## Requisitos do problema
No excerto sobre as novas designações de profissões e coisas, que nome passaram a ter os "contínuos" nas escolas?

Pelo interesse de que se reveste, publicamos uma mensagem que nos foi enviada por glerae@ip.pt:

***

Desde que os americanos se lembraram de começar a chamar
"afro-americanos" aos pretos, com vista a acabar com as raças por via
gramatical - isto tem sido um fartote pegado! As criadas dos anos 70 passaram a
"empregadas" e preparam-se agora para receber menção de "auxiliares de apoio
doméstico".
De igual modo, extinguiram-se nas escolas os "contínuos";
passaram todos a "auxiliares da acção educativa".
Os vendedores de medicamentos, inchados de prosápia,
tratam-se de "delegados de informação médica". E pelo mesmo processo
transmudaram-se OS caixeiros-viajantes em "técnicos de vendas".

Os drogados transformaram-se em "toxicodependentes" (como se
os consumos de cerveja e de cocaína se equivalessem!); o aborto eufemizou-se em
"interrupção voluntária da gravidez"; os gangues étnicos são "grupos de
jovens"; os operários fizeram-se de repente "colaboradores"; e as fábricas,
essas, vistas de dentro são "unidades produtivas" e vistas da estranja são
"centros de decisão nacionais".

## Dados armazenados
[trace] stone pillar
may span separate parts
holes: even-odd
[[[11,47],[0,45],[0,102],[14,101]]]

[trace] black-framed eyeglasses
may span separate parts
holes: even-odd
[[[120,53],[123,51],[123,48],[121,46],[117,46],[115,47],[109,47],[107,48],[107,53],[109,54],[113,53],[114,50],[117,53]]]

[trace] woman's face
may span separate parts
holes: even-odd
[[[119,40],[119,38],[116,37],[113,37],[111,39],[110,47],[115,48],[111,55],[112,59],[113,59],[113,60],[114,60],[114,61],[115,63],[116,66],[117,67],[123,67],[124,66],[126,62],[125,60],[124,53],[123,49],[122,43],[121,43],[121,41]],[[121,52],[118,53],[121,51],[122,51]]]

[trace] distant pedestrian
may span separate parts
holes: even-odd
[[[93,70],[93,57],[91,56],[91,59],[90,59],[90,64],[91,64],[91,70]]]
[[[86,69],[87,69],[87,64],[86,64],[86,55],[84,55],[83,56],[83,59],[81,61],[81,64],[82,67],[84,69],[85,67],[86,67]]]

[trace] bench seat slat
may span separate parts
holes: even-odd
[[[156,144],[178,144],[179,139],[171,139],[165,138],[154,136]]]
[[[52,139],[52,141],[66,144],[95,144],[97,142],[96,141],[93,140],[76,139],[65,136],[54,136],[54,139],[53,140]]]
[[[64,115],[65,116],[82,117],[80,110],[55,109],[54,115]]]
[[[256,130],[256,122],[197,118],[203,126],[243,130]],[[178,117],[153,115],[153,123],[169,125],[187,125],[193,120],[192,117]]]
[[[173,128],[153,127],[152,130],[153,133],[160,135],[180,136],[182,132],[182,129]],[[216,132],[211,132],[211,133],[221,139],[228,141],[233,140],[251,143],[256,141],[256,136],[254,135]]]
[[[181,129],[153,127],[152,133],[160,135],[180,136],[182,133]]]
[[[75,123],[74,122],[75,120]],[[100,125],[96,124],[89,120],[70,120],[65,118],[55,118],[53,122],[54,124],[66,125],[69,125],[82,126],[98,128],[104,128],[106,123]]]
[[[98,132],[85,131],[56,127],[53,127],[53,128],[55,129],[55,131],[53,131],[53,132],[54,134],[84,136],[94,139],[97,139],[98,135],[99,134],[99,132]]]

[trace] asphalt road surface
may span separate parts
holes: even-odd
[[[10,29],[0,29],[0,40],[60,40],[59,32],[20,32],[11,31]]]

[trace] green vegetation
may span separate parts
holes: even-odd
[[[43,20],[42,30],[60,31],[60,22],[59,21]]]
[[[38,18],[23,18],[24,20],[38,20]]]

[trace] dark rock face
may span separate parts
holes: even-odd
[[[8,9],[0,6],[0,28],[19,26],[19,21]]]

## Resposta à tarefa
Passaram todos a "auxiliares da acção educativa".